**WRITTEN PROBLEM**
Please rewrite all the records below, replacing "mark the region" with "outline the area" wherever it occurs and changing nothing else. Omit the pictures from your answer.
## begin DATASET ROWS
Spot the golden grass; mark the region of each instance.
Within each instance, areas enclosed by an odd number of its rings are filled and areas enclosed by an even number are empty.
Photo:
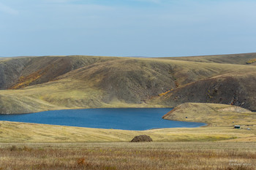
[[[255,143],[1,144],[1,169],[255,169]]]
[[[88,57],[74,56],[73,58],[74,61],[81,60],[83,61],[83,58]],[[104,62],[94,64],[89,70],[83,70],[83,68],[81,68],[72,71],[60,77],[56,81],[31,85],[20,90],[0,90],[1,98],[0,105],[5,108],[8,113],[27,113],[77,108],[167,107],[157,98],[151,100],[150,98],[141,98],[145,101],[141,104],[127,102],[120,98],[119,99],[113,98],[111,98],[111,101],[106,102],[103,98],[108,91],[99,87],[99,83],[105,77],[102,74],[105,72],[102,72],[101,74],[96,74],[99,69],[105,67],[108,67],[108,70],[112,70],[111,72],[118,72],[121,70],[137,72],[143,70],[146,75],[153,79],[156,74],[159,74],[157,69],[160,69],[162,66],[165,66],[172,68],[169,74],[176,79],[175,82],[181,86],[203,78],[219,74],[232,74],[235,71],[235,72],[239,72],[240,74],[256,72],[256,68],[253,66],[236,65],[234,67],[234,64],[199,63],[162,58],[90,58],[99,61],[102,60]],[[156,66],[159,69],[156,69]],[[94,75],[94,74],[96,74],[97,76],[91,76]],[[23,83],[26,83],[26,81],[21,81],[20,85]],[[157,98],[157,94],[156,96],[155,97]],[[33,101],[34,103],[31,102]],[[175,107],[175,105],[168,107]],[[3,109],[1,112],[6,113]]]
[[[239,112],[236,112],[236,109]],[[165,115],[164,118],[206,123],[209,126],[256,125],[255,112],[227,104],[183,104]]]

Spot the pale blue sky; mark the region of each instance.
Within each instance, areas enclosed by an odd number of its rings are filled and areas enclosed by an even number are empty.
[[[256,52],[256,1],[1,0],[0,56]]]

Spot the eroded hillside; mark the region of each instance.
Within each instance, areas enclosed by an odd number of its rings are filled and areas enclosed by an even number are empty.
[[[234,58],[238,59],[229,63],[176,58],[43,56],[2,59],[0,112],[173,107],[188,101],[231,104],[256,109],[256,67],[238,64],[251,60],[252,55],[236,55]],[[208,61],[210,57],[205,58]],[[219,56],[219,61],[227,63],[232,61],[230,58]]]

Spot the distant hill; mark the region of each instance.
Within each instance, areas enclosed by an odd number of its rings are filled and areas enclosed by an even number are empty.
[[[256,110],[256,53],[143,58],[41,56],[0,60],[0,113],[227,104]]]

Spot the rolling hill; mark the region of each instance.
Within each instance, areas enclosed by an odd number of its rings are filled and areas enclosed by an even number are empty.
[[[256,53],[0,60],[0,113],[217,103],[256,110]]]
## end DATASET ROWS
**SOLUTION**
Spot the golden grass; outline the area of each instance.
Within each instance, areas enclosed by an odd number of its rings are filled and areas enclosed by an even number are empty.
Photo:
[[[255,143],[1,144],[1,169],[255,169]]]
[[[88,57],[74,56],[73,58],[74,61],[81,60],[83,61],[83,58]],[[104,62],[94,64],[89,70],[83,70],[83,68],[81,68],[72,71],[60,77],[56,81],[31,85],[20,90],[0,90],[1,98],[0,105],[5,108],[8,113],[27,113],[77,108],[167,107],[157,98],[151,100],[150,98],[141,98],[145,101],[141,104],[127,102],[120,98],[119,99],[113,98],[111,98],[111,101],[106,102],[103,98],[108,91],[99,87],[99,83],[105,77],[102,74],[105,72],[102,72],[101,74],[96,74],[99,69],[105,67],[108,67],[108,70],[112,70],[111,72],[118,72],[121,70],[137,72],[143,70],[146,75],[153,79],[156,74],[159,74],[157,69],[160,69],[162,66],[165,66],[172,68],[169,74],[176,79],[175,82],[181,86],[203,78],[219,74],[232,74],[235,71],[235,72],[239,72],[240,74],[256,72],[256,68],[253,66],[236,65],[234,67],[234,64],[199,63],[162,58],[90,58],[99,61],[102,60]],[[156,66],[159,69],[156,69]],[[94,75],[94,74],[96,74],[97,76],[91,76]],[[23,83],[26,83],[26,81],[21,81],[20,85]],[[157,98],[157,94],[156,96],[155,97]],[[33,101],[34,103],[31,102]],[[175,107],[175,105],[168,107]],[[3,109],[1,112],[6,113]]]
[[[239,112],[236,112],[236,109]],[[165,115],[164,118],[206,123],[209,126],[256,125],[255,112],[227,104],[183,104]]]

Spot the pale blue sky; outline the area of each instance.
Within each instance, areas enclosed by an odd number of its rings are filled and areas enclosed by an even number are empty.
[[[256,52],[256,1],[1,0],[0,56]]]

Spot the eroded hillside; outline the area of each instance.
Within each instance, areas enclosed by an odd number of its rings are filled and areas enclosed by an even number are empty.
[[[234,58],[238,59],[229,63],[176,58],[43,56],[2,59],[0,112],[173,107],[188,101],[231,104],[256,109],[256,67],[238,64],[251,60],[252,55],[236,55]],[[208,61],[210,57],[205,58]],[[219,56],[219,61],[227,63],[232,61],[230,58]]]

Spot the distant hill; outline the area of each instance.
Within each instance, areas enclosed by an odd number of its rings are filled and areas enclosed by an even number are empty.
[[[256,110],[256,53],[143,58],[41,56],[0,60],[0,113],[227,104]]]

Spot the rolling hill; outline the area of each instance.
Within each instance, areas enclosed by an odd number of its rings are filled and areas enclosed by an even number are empty.
[[[256,53],[0,60],[0,113],[217,103],[256,110]]]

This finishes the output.